GIVEN TASK
Keep only the lines of the records below that contain the string "sneaker", and copy each of those lines in full. Treat uppercase and lowercase as different when matching.

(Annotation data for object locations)
————
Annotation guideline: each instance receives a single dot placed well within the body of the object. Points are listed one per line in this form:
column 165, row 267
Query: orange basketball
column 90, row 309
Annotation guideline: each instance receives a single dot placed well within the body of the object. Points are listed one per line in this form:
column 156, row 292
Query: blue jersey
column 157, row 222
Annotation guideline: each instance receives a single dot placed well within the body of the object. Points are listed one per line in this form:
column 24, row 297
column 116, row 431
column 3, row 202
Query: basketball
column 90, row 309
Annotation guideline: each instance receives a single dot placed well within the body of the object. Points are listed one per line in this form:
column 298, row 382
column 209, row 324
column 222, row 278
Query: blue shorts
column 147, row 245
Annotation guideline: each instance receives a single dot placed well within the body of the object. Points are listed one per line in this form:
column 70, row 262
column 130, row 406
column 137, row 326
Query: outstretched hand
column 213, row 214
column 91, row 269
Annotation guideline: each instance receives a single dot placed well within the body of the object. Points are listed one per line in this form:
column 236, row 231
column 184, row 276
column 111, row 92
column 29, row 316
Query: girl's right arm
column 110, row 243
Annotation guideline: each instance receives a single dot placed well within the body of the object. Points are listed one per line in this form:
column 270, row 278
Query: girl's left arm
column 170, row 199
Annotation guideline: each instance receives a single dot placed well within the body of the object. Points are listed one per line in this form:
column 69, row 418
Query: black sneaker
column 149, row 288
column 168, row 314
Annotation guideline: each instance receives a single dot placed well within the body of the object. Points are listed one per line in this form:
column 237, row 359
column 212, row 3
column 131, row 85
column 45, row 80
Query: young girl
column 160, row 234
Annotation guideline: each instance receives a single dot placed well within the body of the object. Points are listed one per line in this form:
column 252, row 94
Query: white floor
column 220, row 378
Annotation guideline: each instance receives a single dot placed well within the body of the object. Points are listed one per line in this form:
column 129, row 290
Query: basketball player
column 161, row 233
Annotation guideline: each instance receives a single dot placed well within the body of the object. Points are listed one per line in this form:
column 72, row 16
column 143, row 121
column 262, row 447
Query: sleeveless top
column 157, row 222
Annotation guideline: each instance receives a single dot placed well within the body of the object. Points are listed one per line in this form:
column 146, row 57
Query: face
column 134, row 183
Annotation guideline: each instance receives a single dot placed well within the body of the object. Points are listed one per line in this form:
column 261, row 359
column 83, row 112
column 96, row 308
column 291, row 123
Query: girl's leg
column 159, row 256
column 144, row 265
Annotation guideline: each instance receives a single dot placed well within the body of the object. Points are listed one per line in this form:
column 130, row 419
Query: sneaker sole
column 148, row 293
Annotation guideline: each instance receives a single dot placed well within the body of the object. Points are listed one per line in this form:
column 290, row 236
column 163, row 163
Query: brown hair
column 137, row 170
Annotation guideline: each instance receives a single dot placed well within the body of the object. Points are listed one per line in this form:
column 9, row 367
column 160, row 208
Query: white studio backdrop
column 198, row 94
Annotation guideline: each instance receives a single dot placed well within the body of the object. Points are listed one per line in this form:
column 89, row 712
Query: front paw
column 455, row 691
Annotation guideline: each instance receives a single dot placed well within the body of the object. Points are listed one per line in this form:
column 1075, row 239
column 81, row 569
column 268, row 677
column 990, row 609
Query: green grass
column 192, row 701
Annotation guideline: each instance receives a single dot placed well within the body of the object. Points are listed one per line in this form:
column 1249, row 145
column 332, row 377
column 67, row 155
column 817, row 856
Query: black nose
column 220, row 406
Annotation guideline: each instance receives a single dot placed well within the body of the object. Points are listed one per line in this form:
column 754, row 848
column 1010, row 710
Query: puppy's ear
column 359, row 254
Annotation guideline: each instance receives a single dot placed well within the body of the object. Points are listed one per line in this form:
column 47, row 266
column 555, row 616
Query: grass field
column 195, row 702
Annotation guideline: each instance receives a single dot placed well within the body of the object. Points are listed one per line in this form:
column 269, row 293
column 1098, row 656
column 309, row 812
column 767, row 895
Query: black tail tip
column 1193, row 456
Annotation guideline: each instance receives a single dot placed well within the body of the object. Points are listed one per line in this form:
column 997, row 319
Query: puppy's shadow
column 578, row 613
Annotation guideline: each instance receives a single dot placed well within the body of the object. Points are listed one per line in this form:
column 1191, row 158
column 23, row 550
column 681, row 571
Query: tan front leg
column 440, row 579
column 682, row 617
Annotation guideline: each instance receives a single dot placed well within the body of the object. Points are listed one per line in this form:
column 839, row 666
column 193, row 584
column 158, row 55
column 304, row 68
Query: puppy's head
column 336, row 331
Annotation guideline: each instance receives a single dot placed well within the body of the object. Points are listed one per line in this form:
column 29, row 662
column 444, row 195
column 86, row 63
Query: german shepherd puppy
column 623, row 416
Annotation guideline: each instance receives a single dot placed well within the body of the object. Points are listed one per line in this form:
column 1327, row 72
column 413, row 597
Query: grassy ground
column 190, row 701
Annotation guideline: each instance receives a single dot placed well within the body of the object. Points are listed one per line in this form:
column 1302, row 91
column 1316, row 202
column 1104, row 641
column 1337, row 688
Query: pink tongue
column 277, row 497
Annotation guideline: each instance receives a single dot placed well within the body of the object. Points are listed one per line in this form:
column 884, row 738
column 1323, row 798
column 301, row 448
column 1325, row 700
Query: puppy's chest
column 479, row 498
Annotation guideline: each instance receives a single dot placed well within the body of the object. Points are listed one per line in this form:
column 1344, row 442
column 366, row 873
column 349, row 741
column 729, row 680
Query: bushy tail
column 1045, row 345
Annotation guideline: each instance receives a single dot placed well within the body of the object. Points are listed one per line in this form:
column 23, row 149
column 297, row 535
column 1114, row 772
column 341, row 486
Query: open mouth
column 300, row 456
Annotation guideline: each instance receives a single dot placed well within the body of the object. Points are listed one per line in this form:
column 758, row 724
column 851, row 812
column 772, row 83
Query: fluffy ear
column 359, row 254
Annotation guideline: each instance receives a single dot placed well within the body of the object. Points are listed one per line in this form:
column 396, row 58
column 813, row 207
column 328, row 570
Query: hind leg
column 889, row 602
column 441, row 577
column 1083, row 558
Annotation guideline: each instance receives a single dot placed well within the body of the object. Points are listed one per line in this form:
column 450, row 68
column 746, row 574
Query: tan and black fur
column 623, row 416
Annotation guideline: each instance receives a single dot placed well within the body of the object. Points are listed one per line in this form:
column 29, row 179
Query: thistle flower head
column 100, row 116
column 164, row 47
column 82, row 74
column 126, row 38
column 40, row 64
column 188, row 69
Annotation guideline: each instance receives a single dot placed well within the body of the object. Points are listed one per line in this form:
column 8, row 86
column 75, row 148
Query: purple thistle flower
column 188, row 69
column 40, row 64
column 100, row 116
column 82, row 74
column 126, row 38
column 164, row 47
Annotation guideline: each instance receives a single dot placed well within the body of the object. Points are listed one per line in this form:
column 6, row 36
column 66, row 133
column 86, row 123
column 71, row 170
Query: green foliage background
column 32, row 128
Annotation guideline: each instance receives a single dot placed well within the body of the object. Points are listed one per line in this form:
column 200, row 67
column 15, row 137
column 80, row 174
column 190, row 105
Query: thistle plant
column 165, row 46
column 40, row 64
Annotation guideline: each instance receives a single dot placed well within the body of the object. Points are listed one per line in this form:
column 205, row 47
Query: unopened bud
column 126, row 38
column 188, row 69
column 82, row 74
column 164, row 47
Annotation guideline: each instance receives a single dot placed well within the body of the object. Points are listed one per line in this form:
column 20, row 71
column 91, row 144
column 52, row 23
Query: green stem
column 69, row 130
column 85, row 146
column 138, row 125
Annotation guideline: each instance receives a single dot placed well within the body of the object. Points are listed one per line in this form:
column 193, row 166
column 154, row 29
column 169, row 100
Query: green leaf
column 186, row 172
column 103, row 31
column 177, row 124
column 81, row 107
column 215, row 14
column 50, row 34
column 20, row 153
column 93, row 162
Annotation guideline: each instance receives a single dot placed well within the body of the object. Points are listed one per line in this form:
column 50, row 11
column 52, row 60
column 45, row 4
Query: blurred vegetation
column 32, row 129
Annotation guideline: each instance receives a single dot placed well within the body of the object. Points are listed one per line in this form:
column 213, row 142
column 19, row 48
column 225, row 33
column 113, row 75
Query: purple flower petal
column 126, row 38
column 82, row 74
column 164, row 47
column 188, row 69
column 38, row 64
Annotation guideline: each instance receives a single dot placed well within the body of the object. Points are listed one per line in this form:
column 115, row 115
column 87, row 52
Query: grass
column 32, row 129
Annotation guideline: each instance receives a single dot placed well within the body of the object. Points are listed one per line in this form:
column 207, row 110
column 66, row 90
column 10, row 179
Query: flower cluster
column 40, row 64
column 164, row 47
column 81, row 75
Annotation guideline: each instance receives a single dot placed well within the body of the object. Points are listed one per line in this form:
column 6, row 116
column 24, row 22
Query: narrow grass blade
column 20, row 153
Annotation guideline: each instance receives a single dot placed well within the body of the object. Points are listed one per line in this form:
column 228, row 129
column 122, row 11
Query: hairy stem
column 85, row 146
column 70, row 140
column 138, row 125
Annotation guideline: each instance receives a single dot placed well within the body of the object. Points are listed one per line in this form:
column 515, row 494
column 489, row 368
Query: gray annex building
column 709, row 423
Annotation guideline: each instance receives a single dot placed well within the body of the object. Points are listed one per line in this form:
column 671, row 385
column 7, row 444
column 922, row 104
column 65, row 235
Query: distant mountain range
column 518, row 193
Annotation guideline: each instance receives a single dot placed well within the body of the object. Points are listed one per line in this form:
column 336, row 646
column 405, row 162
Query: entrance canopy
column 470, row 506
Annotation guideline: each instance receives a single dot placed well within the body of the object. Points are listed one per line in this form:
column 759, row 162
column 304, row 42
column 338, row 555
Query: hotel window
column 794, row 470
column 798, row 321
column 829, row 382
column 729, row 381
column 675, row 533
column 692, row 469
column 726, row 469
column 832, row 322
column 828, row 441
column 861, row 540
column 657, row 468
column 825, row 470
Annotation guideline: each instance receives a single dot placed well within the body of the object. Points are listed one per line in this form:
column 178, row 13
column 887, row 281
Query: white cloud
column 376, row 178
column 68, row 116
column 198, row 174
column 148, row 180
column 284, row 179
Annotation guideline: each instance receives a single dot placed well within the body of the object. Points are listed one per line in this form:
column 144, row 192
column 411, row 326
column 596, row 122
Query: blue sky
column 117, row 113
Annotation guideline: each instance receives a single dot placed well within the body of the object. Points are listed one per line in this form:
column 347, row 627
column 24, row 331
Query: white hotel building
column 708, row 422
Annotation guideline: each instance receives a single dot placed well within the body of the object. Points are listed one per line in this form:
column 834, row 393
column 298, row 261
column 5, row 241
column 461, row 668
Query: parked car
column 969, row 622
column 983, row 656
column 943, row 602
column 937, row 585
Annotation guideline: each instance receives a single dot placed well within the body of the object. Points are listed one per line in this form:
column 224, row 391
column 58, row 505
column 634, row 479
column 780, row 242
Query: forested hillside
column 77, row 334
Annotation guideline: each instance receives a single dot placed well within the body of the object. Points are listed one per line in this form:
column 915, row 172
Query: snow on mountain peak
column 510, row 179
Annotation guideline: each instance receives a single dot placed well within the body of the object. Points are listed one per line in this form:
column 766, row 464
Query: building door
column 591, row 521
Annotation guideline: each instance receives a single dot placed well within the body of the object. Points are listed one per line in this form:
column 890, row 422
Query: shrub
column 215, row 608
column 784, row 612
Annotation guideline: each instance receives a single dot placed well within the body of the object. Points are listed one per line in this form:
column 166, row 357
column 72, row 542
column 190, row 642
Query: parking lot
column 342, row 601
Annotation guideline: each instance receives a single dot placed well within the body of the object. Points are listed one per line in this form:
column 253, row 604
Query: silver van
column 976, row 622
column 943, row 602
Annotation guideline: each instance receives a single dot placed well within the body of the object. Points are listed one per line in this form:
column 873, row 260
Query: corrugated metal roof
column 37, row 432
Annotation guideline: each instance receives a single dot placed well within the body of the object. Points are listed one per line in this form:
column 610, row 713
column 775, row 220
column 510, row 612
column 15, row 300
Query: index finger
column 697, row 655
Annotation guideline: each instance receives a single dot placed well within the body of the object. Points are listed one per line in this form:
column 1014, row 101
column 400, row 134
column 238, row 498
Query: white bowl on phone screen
————
SOLUTION
Query: black sneaker
Query: sneaker sole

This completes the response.